* Aangeleverd fragment
+===+

Heemkronijk jaar:1978, jaargang:17, nummer:2, blz.46 -48
H E T K E M P I S C H E H E I D E S C H A A P
door: E. Kolen
Eén van de romantische taferelen, die mensen anno 1978 plegen te noemen is een langzaam voorttrekkende kudde schapen, die even veilig als doeltreffend bij elkaar gehouden wordt door een voortdurend bluffende en cirkels rennende schapendoes. Als waardig sluitstuk loopt, nee schrijdt daarbij de herder, veelal getooid met een krullerige en enigszins woeste board, liefst met een kromme snorkende pijp en gewapend met een knoestige herdersstaf.
Inderdaad een (te) romantische voorstelling. Hoe anders is de werkelijkheid, ook op de Strabrechtse Heide waar sinds jaar en dag herder Theo Oomen "zijn" kudde schapen zes dagen per week - weer of geen weer - laat grazen. Maar voordat het zover was, werd heel wat werk verricht door de Stichting "het Kempisch Heideschaap", welke werd opgericht in 1967 en zich als doel stelde het terugfokken naar de oorspronkelijke vorm van het landras Kempisch heideschaap.

+===+

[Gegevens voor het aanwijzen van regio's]
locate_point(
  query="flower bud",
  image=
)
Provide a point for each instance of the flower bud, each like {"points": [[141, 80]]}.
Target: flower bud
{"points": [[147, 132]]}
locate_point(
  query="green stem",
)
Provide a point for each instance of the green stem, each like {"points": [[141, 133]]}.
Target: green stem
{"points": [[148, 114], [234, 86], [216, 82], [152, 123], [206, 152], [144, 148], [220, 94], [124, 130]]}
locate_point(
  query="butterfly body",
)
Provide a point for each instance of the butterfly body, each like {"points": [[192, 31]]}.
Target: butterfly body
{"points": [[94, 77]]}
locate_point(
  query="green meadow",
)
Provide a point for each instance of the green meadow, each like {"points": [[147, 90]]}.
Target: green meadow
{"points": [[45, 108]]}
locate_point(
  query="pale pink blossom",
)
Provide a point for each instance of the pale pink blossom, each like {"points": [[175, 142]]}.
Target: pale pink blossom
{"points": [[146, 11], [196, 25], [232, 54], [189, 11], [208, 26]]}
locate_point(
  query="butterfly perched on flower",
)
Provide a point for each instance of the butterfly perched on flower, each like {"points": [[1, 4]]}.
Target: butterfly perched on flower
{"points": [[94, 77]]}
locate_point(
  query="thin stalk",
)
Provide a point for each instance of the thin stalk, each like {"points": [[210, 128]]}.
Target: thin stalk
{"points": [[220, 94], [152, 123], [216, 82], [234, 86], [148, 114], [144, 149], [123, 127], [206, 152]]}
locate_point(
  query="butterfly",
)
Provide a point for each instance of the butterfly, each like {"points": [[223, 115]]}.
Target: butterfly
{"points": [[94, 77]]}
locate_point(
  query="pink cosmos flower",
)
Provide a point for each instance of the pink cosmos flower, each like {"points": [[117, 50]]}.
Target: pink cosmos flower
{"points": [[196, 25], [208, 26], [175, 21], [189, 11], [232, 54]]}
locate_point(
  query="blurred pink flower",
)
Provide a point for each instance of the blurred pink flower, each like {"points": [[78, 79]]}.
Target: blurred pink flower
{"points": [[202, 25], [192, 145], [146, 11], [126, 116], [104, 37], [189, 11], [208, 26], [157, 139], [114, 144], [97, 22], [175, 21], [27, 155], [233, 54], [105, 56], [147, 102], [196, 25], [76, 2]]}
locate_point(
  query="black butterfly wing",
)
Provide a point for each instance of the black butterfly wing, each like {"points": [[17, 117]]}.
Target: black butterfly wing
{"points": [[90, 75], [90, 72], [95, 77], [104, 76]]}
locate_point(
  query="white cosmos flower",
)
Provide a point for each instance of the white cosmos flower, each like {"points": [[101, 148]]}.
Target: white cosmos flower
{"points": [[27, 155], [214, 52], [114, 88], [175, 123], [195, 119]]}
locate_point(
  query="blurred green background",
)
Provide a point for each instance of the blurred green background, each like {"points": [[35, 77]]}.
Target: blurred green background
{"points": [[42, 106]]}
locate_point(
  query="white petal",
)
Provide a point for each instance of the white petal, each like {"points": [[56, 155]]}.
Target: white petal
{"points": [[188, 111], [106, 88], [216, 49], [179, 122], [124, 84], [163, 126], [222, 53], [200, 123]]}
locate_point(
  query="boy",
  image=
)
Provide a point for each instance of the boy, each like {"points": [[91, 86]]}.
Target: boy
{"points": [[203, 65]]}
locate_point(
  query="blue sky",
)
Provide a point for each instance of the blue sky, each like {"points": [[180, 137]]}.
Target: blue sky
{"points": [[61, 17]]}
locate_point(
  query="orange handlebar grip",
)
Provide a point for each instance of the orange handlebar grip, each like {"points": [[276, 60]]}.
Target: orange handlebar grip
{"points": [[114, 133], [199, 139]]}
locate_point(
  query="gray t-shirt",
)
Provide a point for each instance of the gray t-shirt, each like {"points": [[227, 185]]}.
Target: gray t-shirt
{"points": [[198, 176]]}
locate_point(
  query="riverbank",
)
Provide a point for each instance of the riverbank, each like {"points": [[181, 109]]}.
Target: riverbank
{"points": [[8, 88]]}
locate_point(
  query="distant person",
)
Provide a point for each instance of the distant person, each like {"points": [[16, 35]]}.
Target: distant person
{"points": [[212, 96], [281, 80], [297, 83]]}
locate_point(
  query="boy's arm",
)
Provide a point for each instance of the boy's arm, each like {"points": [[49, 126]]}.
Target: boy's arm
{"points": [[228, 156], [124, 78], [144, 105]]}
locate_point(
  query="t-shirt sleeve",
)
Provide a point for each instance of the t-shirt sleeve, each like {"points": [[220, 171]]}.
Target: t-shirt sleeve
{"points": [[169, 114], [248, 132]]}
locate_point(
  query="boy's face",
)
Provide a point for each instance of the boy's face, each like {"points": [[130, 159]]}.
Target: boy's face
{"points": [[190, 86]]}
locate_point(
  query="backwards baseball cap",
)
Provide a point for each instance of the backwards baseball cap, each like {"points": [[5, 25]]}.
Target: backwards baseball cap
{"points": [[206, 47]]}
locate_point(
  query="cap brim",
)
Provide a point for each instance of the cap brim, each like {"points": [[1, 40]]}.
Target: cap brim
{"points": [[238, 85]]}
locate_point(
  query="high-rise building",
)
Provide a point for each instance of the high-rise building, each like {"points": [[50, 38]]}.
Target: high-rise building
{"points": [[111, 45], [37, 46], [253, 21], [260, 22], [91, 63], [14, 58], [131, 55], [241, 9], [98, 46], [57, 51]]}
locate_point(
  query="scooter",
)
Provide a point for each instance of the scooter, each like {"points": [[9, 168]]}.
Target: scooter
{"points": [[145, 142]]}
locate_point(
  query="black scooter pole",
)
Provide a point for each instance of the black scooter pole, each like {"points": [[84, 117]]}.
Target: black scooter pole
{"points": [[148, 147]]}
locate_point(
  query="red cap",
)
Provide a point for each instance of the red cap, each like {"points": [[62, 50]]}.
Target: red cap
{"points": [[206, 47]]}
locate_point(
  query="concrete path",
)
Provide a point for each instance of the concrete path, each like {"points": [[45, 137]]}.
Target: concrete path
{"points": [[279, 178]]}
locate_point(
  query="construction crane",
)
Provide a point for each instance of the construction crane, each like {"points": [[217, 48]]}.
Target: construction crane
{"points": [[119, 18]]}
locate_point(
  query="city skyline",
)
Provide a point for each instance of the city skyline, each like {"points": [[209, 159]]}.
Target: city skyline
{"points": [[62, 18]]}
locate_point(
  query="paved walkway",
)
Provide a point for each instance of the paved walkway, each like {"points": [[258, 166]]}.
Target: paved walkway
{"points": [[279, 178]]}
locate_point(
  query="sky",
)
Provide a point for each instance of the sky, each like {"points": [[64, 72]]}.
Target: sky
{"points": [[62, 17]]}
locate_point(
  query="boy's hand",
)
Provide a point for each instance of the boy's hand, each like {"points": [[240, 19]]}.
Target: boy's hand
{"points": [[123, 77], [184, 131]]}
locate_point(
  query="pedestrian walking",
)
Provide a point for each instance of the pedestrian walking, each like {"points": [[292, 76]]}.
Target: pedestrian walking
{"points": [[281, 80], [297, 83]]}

+===+

* Werkopdracht 1
Schrijf alsjeblieft het stuk uit de tekst over het Kempisch heideschaap over. Begin bij de woorden "Heemkronijk jaar:1978, jaargang:17, nummer:2, blz.46" en stop na "een knoestige herdersstaf.".
* Werkopdracht 2
Som alle gegevens op die de bronvermelding boven de titel van de tekst over het Kempisch heideschaap bevat.

* Verwachte uitvoer 1
Heemkronijk jaar:1978, jaargang:17, nummer:2, blz.46 -48
H E T K E M P I S C H E H E I D E S C H A A P
door: E. Kolen
Eén van de romantische taferelen, die mensen anno 1978 plegen te noemen is een langzaam voorttrekkende kudde schapen, die even veilig als doeltreffend bij elkaar gehouden wordt door een voortdurend bluffende en cirkels rennende schapendoes. Als waardig sluitstuk loopt, nee schrijdt daarbij de herder, veelal getooid met een krullerige en enigszins woeste board, liefst met een kromme snorkende pijp en gewapend met een knoestige herdersstaf.

* Verwachte uitvoer 2
Heemkronijk; jaar 1978; jaargang 17; nummer 2; blz. 46-48